> Text excerpt
========================================

I hated the work but needed the job. The pay was terrible and, although the company was suddenly extremely busy, very few rewards were trickling down to most workers. My job was to contact reporters and “educate” them to produce positive press coverage. I soon discovered how naive my beliefs had been about journalistic integrity. Once, a press release I wrote was simply reproduced verbatim in a newspaper. In a way, my job was going well but I was sickened by how few critical questions were asked and how hurried and trusting the reporters seemed to be.
My secret hope was that a reporter would ask me how much I made or how the company itself was modeling its purported belief that welfare recipients who enter the workforce will soon be rising up the ladder and achieving higher wages in their jobs, but none did. My responses would have gotten to the real story behind the one that I was pushing. The company, while constantly claiming that work would lead to living wages, was structured so that a few executives earned huge salaries while most workers made barely enough to pay their bills and certainly not enough to secure their silence.
I needed this job as I had two young girls, but I wanted to tell a reporter the real story: that the company, which supposedly helped welfare recipients earn living wages, treated most of its own workers- including the ones charged with calling the reporters- as low-paid spare parts.
My dream was that a reporter would ask me to talk off the record. As much as I needed the job, I wanted to tell the truth, to ‘blow the whistle.’ In short, while my job was to put the company’s model into the headlines, my dream was that a reporter’s questions would put the truth there and expose the company’s hypocrisy. But the reporters I talked to, which included the NY Times and the SF Chronicle, never asked me these questions. Professional success, which was rewarded with undelivered upon promises of higher wages in the future, was accompanied by personal disappointment. I felt successful as a hack but like a failure as a person.
With this in mind, I called Matt Miller one day, hoping that the intelligence I’d witnessed in the NPR commentaries might prompt the tough questions I longed for. Looking back, I was looking for a Greenwald, I guess. I faxed him the company brochures, the previous articles, and followed up with a phone call. A female answered, I heard Matt in the background and was told he wasn’t interested.

========================================

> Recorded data
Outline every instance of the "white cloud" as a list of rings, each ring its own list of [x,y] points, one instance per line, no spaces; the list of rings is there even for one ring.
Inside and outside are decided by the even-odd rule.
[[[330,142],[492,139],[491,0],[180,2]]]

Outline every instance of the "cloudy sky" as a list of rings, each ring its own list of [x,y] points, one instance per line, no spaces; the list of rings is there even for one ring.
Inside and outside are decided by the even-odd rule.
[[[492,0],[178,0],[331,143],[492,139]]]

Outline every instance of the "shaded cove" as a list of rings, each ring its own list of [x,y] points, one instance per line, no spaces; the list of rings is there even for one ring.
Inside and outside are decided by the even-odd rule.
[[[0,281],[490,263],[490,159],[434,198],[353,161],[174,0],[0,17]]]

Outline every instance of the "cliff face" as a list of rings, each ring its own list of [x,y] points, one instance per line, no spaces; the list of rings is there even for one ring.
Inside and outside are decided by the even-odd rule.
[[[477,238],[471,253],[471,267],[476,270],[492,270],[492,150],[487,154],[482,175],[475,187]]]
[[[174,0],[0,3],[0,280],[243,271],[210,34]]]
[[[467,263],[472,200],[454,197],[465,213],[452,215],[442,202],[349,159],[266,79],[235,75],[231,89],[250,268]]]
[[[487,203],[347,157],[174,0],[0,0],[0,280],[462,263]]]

========================================

> Exercise requirements
(a) Copy the public relations job account from "My secret hope" up to and including "low-paid spare parts.".
(b) Carry on writing the public relations job account from the point where it stops.

> Solved problems
(a)
My secret hope was that a reporter would ask me how much I made or how the company itself was modeling its purported belief that welfare recipients who enter the workforce will soon be rising up the ladder and achieving higher wages in their jobs, but none did. My responses would have gotten to the real story behind the one that I was pushing. The company, while constantly claiming that work would lead to living wages, was structured so that a few executives earned huge salaries while most workers made barely enough to pay their bills and certainly not enough to secure their silence.
I needed this job as I had two young girls, but I wanted to tell a reporter the real story: that the company, which supposedly helped welfare recipients earn living wages, treated most of its own workers- including the ones charged with calling the reporters- as low-paid spare parts.

(b)
I gave up and left shortly after this, the company President’s subtle threats to fire me if I didn’t start being more loyal finally pushing me to apply to law school. Later, the company was purchased by Lockheed Martin, almost all lost their jobs and a select few got rich. A few years later, watching Bowling for Columbine I heard the story of a second-grader taking a gun to school, left unsupervised as his mother was attending a mandatory job training class in Michigan. She was attending one of the company’s programs at the time.
I have often wished Miller would have taken my call, assuming I would have sought anonymity, told him to call me at home and given him the real story. Now, based on this op ed, I wonder, would he have even cared? Would he have considered me a whistleblower or a disloyal worker?
My post government career, which began with me speaking on NPR as a former Clinton administration official, is entering a new phase with my new book and the op-ed to promote the book will proclaim that, unlike me, former administration officials have to wait five years to discuss their experience. This will ensure that I don't have as much competition as a pundit and that any future competitors, although they have to follow new rules, have to follow my example of holding their tongues when given the opportunity to speak out against the establishment. Things will be much tidier in the village this way.